▶ Document passage:

::::::::

A few days after we planted there was damage to a part of the seedlings which had nothing to do with the soil. On about 2 meter of the compost bed almost all seedlings where bent over close to the ground as if an animal rolled over them. This was such a sad sight.

A bent over corn seedling on a compost bed
A bent over corn seedling

To keep things short a summary of the different plants we had planted here and how they did.

Sunflowers

The sunflowers did not thrive, but they did not die either. They stayed very small and made a very small flower head. On the other hand there was a very beautiful pastel colour sunflower we did not plant our selves (a thank you to the birds) which did wonderful.

Beautiful pastel coloured sunflower in the sun against a garden background in the sun against a garden background
Beautiful pastel coloured sunflower

The sunflowers did make new seed, which where a feast for the chickens and the wild birds.

Pumpkin

Only one of the more then 30 pumpkin plants we planted survived. The compost bed is on a slight slope and this pumpkin plant is right on the bottom, so maybe over the years more soil has been washed down here by the rain on top of which we put our compost material and this pumpkin plant had better conditions as the others. Soon we realized that the compost beds lack nutrients and we started dividing the chicken manure from the coop around the pumpkin hoping that this pumpkin plant would survive and fruit.

Healthy looking pumpkin plant with a flower, the start of a pumpkin with the faded flower still on there and a yellow unripe small pumpkin in the sunshine
Pumpkin plant with pumpkins in different stages

I am glad to say that it worked and this one pumpkin plant gave us a lot of delicious pumpkins for soup and puree.

::::::::

▶ Collected data:
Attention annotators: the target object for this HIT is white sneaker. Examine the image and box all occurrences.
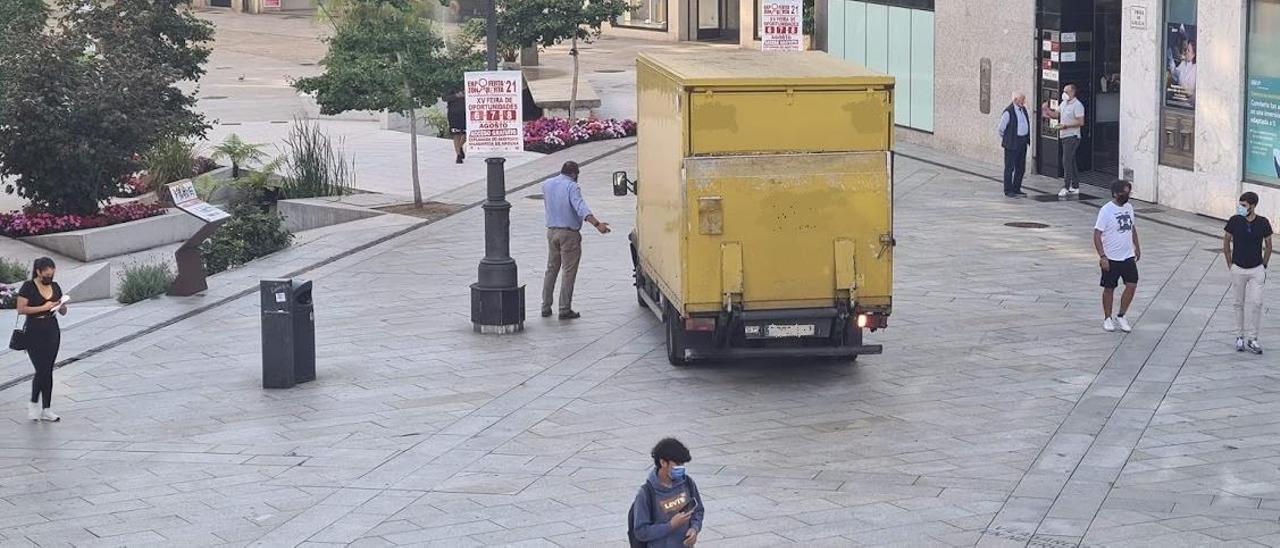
[1116,316,1133,333]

::::::::

▶ Task goal: Extend the gardening account about the compost beds, starting right after its last sentence.

▶ Exercise response:
3 beautiful orange shiny ripe Hokkaido pumpkins in straw in a child’s toy trailer
beautiful orange shiny ripe Hokkaido pumpkins

All of the other pumpkin plants we planted looked like this. If this is sunburn or they just dried out, I am not sure.

Dried out pumpkin seedling in a compost bed
Dried out pumpkin seedling

Corn

With the corn it was the same story. Most of them looked like this after a few days.

Dried out corn seedling in a compost bed
Dried out corn seedling

There where several plants that lived and grew. We also gave these some chicken manure to ad nutrients to the plants. After a few weeks some of the corn plants fell over. I did not get a decent picture, but there where just no roots left any more.

Fallen over corn plant with no roots on a compost bed
Fallen over corn plant with no roots

All in all we managed to harvest a few corn cobs and they where delicious.

Flowers

We had a flower mix we started from seed in the greenhouse and planted them spread out over the compost beds. Strangely enough they seemed to thrive and gave the very sad looking compost beds some splashes of colour.

Yellow and pink flowers in a compost bed
Flowers

Tomato

This we did not plant our selves (another thank you to the birds). This tomato plant grew in the protection of the mustard plants and did well for a long time, but right before we could start harvesting unfortunately the blight came.

Tomato plant with ripening tomatoes amongst a lot of green against a blue sky
Tomatoes

Caterpillars

At the end of the season we found caterpillars on the volunteer mustard plants. When I am not mistaken these are the caterpillars of the “large cabbage white butterfly” (Pieris brassicae).

5 caterpillars of the “large cabbage white butterfly” (Pieris brassicae) on a mustard leaf
Caterpillars of the “large cabbage white butterfly” (Pieris brassicae)

Obviously this was no problem for us, since the mustard is only a cover crop and will die off in winter anyhow. (Unfortunately they also where on the cabbages in a different garden, but that is for another time)

Resuming

All in all, we where not very happy with the results for this garden, but we have learned a lot.

Some plants can thrive with little, others can not.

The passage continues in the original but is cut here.